** TASK OBJECTIVE **
All lines from the one containing "x=944 y=558" to the end of the data below are to be returned exactly, both ends included, with nothing added.

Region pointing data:
BEGIN
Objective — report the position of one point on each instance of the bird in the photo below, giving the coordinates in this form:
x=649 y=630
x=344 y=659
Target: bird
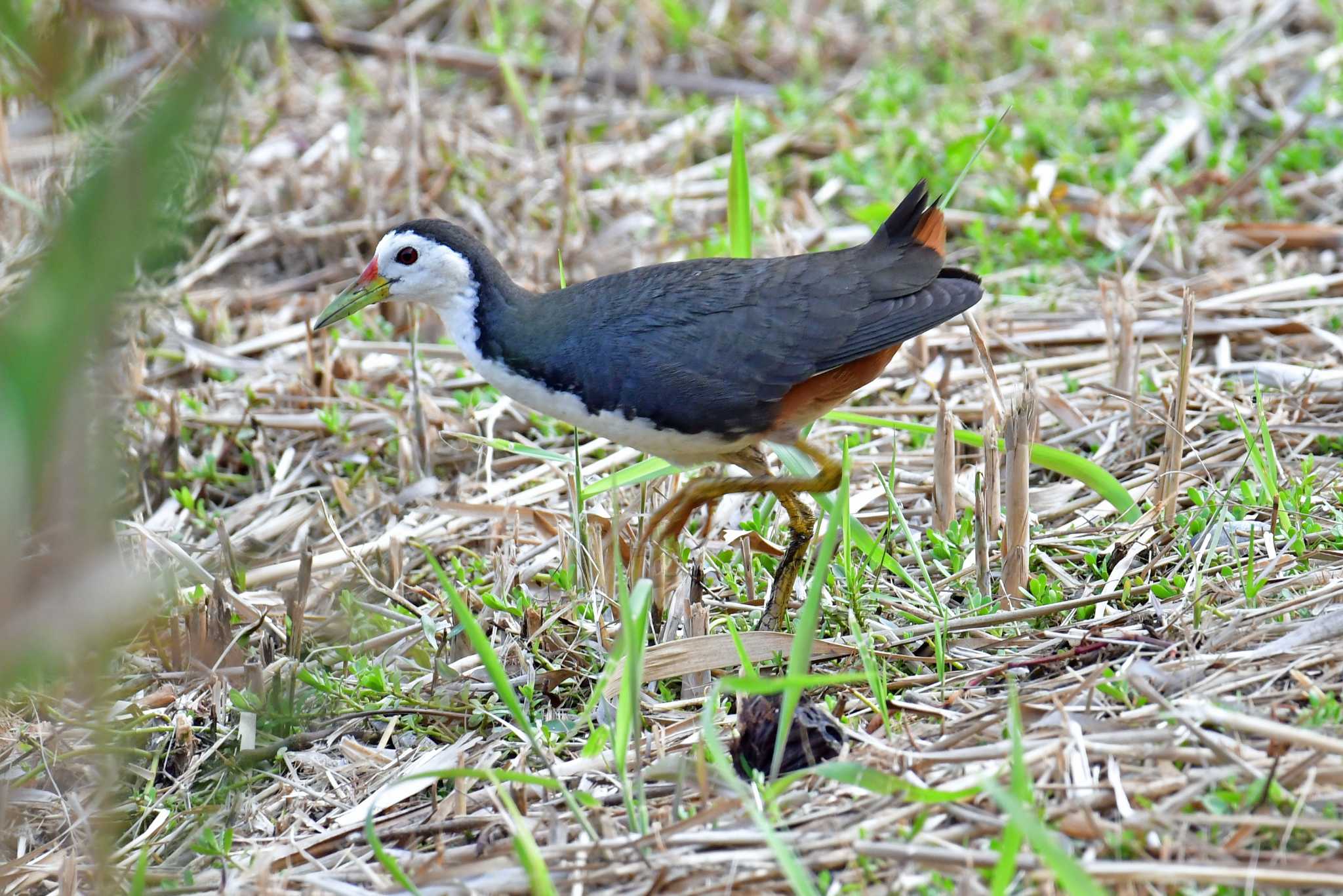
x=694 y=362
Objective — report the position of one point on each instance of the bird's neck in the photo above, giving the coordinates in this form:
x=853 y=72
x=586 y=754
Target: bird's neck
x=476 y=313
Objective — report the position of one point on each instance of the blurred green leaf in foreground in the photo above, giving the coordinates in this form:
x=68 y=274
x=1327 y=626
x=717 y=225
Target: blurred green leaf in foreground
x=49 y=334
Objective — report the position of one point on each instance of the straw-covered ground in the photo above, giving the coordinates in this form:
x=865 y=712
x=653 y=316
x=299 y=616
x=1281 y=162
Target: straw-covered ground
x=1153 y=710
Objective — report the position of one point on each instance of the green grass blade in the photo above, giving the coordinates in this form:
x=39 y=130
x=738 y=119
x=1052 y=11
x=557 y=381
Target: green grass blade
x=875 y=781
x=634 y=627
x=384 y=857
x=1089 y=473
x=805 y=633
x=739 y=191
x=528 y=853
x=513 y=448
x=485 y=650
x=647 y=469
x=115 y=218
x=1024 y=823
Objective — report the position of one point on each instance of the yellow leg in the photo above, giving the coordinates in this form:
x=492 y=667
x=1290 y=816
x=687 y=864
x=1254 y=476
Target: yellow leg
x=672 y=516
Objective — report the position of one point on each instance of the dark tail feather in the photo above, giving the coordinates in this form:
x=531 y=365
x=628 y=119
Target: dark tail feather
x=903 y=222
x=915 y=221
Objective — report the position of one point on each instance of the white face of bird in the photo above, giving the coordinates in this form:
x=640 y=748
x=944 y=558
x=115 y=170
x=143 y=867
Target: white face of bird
END
** ANSWER SPACE **
x=944 y=558
x=115 y=170
x=143 y=867
Target: white face of bird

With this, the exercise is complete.